_What the task asks:_ Go through the data and copy each line where the word "leaves" shows up.
───── Input data
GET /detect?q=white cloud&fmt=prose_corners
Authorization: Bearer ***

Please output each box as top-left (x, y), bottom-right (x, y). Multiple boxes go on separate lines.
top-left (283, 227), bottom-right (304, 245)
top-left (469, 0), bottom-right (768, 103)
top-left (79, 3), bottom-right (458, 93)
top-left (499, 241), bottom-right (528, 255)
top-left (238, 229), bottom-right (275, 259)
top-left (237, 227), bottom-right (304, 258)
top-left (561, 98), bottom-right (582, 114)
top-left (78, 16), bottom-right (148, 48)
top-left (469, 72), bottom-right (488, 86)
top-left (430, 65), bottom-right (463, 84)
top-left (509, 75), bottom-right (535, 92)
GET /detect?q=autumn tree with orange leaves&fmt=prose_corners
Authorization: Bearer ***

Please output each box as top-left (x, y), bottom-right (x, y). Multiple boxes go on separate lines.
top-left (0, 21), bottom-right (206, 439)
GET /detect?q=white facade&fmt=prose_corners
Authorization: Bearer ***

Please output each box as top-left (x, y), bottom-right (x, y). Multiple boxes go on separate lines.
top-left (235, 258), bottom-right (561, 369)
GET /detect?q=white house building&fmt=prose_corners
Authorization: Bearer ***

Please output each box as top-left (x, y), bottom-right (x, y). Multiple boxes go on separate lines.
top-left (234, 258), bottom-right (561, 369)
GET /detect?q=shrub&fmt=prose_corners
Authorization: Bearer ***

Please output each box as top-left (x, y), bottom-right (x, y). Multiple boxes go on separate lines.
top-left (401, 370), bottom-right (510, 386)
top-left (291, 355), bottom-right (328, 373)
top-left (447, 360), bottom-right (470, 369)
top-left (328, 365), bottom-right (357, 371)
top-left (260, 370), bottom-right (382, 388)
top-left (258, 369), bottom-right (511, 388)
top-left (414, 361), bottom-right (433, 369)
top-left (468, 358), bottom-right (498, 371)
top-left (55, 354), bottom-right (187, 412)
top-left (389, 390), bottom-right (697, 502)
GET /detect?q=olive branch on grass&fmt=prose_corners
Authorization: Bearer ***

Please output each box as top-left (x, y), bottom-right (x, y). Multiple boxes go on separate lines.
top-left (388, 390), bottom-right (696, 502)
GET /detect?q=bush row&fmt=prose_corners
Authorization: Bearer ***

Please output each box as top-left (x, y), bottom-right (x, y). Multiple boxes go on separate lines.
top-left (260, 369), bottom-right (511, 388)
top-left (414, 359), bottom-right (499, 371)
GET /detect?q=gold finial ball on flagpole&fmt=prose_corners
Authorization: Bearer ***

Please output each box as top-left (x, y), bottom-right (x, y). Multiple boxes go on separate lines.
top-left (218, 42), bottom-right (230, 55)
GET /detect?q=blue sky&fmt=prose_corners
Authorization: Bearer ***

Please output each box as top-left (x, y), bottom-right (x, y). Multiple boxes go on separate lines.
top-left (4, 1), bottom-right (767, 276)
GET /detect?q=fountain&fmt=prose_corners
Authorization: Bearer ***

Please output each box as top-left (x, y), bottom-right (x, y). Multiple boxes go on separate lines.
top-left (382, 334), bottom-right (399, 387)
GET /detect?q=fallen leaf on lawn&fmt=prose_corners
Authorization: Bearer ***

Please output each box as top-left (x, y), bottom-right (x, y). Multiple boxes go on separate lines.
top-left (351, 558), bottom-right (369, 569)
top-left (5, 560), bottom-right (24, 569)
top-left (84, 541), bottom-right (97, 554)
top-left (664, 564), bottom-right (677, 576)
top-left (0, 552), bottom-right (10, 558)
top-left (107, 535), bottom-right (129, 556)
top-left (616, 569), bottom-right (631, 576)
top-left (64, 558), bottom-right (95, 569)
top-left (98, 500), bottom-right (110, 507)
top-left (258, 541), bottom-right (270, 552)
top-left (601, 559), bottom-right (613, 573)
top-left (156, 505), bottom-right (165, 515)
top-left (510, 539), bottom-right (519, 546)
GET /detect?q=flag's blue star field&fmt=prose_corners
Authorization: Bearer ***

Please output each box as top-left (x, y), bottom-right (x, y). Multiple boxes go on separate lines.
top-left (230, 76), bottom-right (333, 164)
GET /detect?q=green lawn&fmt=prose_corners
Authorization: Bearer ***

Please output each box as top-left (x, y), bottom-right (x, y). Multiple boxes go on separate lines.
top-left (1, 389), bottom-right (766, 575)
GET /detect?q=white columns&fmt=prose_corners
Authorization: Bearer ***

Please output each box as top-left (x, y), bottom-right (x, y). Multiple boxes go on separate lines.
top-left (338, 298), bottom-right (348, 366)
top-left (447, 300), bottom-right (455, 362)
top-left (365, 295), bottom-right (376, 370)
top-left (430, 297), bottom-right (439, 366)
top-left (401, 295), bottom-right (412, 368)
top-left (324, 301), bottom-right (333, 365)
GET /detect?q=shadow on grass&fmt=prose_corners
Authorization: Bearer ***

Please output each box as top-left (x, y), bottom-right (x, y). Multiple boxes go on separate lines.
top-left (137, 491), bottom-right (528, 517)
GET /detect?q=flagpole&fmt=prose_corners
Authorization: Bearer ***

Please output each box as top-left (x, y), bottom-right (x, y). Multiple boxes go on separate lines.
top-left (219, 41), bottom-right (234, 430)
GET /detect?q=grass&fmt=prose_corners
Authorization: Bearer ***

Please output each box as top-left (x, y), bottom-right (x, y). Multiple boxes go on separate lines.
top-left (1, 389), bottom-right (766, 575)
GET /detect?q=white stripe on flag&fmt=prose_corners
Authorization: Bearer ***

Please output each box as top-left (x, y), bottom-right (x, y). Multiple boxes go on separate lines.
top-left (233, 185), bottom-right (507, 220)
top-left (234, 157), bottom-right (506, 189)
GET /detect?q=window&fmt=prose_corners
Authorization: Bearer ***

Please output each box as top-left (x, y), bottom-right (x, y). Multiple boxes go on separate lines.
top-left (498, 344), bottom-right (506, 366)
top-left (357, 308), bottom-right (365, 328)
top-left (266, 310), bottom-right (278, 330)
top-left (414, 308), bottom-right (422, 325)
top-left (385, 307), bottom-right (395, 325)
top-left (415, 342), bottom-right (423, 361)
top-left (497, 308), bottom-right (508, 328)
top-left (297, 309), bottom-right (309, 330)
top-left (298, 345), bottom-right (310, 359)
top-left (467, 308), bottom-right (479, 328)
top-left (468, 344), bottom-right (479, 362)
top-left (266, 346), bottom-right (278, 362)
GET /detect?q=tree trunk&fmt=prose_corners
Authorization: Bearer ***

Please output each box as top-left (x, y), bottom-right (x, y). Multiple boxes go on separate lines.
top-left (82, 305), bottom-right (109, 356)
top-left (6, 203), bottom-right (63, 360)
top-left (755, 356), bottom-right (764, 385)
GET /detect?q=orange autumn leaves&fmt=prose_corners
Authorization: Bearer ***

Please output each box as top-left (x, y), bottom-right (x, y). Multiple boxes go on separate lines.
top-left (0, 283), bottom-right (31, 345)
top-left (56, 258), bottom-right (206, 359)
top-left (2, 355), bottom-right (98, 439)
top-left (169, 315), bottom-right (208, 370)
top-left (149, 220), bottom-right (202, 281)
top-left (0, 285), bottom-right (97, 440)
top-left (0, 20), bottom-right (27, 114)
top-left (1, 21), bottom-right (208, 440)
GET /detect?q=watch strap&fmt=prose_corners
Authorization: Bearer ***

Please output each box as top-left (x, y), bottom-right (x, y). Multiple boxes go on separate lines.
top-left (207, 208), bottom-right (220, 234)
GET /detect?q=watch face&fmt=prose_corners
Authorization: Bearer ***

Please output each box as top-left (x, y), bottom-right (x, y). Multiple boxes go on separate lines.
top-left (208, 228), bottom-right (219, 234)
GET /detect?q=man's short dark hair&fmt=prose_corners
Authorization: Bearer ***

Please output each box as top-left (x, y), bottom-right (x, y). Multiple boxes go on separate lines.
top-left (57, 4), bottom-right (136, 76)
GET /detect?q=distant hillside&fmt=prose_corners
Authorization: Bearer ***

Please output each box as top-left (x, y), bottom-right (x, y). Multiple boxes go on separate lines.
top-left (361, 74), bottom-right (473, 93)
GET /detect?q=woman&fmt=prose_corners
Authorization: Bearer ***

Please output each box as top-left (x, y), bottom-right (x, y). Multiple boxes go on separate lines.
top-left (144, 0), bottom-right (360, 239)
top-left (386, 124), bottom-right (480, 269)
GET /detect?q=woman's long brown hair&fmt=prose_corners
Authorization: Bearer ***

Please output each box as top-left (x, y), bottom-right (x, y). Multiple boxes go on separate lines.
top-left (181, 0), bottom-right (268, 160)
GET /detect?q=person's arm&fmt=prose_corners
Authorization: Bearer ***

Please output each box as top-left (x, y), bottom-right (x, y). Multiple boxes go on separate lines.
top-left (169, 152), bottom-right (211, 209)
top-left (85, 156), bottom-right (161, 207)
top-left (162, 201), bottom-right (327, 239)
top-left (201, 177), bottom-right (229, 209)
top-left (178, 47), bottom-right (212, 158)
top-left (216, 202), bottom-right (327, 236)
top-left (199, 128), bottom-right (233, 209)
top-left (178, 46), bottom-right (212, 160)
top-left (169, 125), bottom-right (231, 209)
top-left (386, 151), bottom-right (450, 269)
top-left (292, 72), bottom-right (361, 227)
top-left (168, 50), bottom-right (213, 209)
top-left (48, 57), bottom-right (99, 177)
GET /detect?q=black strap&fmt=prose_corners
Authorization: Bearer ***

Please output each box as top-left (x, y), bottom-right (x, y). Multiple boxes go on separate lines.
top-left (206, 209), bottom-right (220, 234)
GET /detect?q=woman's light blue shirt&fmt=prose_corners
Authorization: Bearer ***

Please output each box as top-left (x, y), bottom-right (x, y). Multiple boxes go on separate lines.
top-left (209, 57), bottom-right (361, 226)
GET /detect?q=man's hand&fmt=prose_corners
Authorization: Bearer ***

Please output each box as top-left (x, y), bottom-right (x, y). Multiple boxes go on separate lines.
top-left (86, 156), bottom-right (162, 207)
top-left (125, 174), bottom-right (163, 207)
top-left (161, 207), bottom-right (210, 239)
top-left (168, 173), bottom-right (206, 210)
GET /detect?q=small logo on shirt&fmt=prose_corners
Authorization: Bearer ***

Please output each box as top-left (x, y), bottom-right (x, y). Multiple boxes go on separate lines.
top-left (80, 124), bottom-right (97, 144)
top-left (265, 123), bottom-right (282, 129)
──────────
_Answer box:_
GET /detect?q=autumn tree with orange leaves&fmt=prose_corners
GET /detect?q=orange autumn leaves&fmt=prose_corners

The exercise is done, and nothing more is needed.